Prompt – Each line in the records that mentions the word "white" needs to be listed.

::::

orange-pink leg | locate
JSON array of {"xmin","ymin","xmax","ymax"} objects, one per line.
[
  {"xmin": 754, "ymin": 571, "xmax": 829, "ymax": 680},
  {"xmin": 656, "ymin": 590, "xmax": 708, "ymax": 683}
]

::::

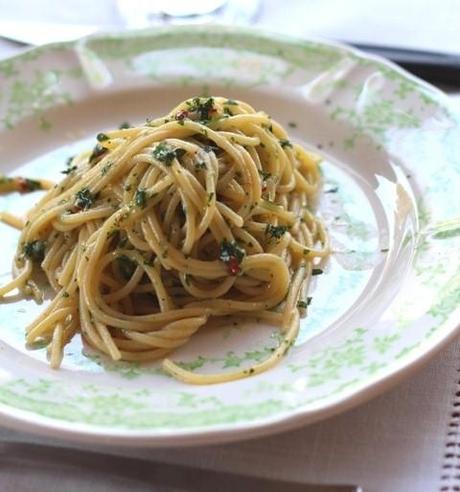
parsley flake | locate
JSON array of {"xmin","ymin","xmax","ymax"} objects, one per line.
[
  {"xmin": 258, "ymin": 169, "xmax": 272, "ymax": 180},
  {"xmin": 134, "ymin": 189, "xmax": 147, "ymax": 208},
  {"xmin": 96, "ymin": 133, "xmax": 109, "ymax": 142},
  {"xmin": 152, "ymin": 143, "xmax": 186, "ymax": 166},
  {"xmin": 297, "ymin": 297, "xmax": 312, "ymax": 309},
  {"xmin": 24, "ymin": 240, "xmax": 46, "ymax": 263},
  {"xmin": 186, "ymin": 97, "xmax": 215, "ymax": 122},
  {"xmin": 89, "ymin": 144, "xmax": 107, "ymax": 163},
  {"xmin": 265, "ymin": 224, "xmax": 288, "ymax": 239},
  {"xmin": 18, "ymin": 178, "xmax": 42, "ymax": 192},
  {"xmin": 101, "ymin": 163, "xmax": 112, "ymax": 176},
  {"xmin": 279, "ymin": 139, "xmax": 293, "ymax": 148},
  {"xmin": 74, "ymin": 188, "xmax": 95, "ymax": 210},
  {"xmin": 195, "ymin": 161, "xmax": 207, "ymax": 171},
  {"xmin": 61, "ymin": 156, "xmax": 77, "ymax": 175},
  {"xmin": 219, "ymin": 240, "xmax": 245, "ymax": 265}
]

::::

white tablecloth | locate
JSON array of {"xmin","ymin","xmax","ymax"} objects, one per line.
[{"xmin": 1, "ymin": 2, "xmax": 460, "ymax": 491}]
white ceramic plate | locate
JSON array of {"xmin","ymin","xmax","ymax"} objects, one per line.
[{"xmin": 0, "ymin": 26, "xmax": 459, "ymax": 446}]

::::

Answer box –
white tablecloth | locate
white ceramic plate | locate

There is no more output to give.